▸ **Task directions**:
Reproduce the rows word for word, starting at the line that contains "Target: small sticker at door bottom" and ending at the last row, with both ends included.

▸ **Excerpted data**:
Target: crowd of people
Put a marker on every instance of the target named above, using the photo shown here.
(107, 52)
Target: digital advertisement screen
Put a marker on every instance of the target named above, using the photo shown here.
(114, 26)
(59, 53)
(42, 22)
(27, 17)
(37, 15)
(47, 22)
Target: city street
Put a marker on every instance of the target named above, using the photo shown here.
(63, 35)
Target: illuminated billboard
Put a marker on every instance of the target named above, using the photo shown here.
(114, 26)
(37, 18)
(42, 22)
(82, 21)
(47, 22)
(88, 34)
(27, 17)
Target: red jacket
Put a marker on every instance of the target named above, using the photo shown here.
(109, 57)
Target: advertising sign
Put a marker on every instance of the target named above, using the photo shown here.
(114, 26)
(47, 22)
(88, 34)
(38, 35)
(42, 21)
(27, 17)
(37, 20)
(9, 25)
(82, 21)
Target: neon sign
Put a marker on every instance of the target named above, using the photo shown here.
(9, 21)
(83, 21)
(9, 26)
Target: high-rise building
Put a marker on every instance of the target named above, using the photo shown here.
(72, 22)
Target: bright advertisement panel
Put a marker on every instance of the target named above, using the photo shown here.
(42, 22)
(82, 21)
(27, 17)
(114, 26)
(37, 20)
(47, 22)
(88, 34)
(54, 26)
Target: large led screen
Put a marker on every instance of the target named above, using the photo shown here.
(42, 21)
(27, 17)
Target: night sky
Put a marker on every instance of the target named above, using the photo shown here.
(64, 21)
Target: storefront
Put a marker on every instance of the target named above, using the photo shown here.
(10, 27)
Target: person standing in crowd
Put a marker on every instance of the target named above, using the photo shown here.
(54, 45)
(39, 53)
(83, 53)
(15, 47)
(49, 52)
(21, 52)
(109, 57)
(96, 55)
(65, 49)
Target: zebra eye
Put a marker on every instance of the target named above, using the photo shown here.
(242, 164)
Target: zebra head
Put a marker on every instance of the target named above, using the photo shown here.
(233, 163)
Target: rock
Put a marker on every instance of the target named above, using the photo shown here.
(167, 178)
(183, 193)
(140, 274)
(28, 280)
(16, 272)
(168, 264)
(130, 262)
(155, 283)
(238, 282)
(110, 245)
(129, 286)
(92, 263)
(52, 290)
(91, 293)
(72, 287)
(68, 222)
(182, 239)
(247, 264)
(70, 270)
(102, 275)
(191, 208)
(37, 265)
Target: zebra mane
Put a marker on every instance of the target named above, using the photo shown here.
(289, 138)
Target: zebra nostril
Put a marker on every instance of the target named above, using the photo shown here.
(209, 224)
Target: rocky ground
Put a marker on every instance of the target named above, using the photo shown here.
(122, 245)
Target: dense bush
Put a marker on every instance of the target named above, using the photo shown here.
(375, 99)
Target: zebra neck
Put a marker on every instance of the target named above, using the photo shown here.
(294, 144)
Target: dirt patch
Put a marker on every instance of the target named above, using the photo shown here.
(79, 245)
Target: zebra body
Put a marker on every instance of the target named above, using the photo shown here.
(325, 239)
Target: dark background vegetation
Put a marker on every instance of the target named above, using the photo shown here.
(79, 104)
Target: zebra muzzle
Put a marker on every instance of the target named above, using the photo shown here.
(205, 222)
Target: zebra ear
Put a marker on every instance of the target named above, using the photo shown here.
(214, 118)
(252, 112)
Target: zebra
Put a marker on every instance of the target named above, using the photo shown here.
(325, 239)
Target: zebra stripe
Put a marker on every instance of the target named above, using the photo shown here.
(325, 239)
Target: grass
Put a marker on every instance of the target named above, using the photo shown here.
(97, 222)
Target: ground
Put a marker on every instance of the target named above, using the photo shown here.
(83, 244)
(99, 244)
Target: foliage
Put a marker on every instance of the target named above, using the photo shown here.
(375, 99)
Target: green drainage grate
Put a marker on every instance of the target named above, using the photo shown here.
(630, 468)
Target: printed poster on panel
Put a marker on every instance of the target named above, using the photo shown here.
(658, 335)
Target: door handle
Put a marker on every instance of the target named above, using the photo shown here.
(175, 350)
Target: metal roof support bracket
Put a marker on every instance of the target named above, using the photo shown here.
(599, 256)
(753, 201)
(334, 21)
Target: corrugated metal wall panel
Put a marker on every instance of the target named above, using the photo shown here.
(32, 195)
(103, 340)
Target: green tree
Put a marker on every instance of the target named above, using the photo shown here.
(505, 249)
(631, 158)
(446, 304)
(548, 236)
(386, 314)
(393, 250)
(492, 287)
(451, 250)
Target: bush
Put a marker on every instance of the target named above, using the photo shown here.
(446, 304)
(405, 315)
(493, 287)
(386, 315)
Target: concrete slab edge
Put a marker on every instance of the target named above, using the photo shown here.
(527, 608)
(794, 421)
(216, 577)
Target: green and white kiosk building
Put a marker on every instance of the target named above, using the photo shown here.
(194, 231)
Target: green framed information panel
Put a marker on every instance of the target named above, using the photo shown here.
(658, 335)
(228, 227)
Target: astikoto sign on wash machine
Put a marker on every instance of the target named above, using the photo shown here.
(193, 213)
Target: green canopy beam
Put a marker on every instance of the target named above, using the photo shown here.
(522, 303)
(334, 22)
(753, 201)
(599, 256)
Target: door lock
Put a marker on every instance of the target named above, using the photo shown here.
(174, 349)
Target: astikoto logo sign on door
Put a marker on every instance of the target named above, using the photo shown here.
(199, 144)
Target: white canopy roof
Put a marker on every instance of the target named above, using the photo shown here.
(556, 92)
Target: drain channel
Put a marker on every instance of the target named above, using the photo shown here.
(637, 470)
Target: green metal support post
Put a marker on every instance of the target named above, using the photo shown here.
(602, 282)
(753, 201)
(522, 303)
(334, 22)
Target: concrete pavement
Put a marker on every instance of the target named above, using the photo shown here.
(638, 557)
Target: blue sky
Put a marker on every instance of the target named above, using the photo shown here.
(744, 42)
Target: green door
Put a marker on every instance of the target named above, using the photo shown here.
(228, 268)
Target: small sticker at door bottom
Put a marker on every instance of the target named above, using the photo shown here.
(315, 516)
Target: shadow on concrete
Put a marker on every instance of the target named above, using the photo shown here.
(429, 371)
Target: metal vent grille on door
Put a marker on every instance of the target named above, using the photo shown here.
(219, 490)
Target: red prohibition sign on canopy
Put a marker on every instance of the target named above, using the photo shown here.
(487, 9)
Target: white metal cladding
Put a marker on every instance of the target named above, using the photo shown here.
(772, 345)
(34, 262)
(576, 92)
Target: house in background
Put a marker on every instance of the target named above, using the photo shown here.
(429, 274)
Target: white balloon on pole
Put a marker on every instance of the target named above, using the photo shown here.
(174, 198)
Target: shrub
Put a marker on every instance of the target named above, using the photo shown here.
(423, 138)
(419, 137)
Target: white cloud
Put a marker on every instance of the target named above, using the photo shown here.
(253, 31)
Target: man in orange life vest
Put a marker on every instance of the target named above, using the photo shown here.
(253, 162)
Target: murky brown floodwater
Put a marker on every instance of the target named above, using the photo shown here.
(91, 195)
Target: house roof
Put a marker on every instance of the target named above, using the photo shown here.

▸ **Solution to the problem**:
Target: small sticker at door bottom
Put a marker on every instance of the target named above, using the photo shown here.
(315, 516)
Target: shadow on concrete
Put a marker on every instance of the target named above, using the photo shown here.
(429, 371)
Target: metal vent grille on door
Put a marker on every instance of the target named above, using the photo shown here.
(219, 490)
Target: red prohibition sign on canopy
Put a marker on every instance of the target named above, using the photo shown here.
(487, 9)
Target: white metal cladding
Put a marker on every instance of the target named above, using the photo shown here.
(772, 345)
(34, 262)
(576, 92)
Target: house in background
Put a marker on every instance of the target named above, using the photo shown here.
(429, 274)
Target: white balloon on pole
Put a marker on every instance of the target named above, using the photo shown here.
(174, 198)
Target: shrub
Put a marker on every instance of the target named above, using the photo shown here.
(423, 138)
(419, 137)
Target: white cloud
Put a marker on every instance of the target named above, using the photo shown here.
(253, 31)
Target: man in orange life vest
Put a marker on every instance of the target named above, using the photo shown here.
(253, 162)
Target: murky brown floodwater
Put a marker on every instance of the target named above, using the photo shown here.
(91, 195)
Target: house roof
Put a marker on every instance of the target named above, using the photo shown here.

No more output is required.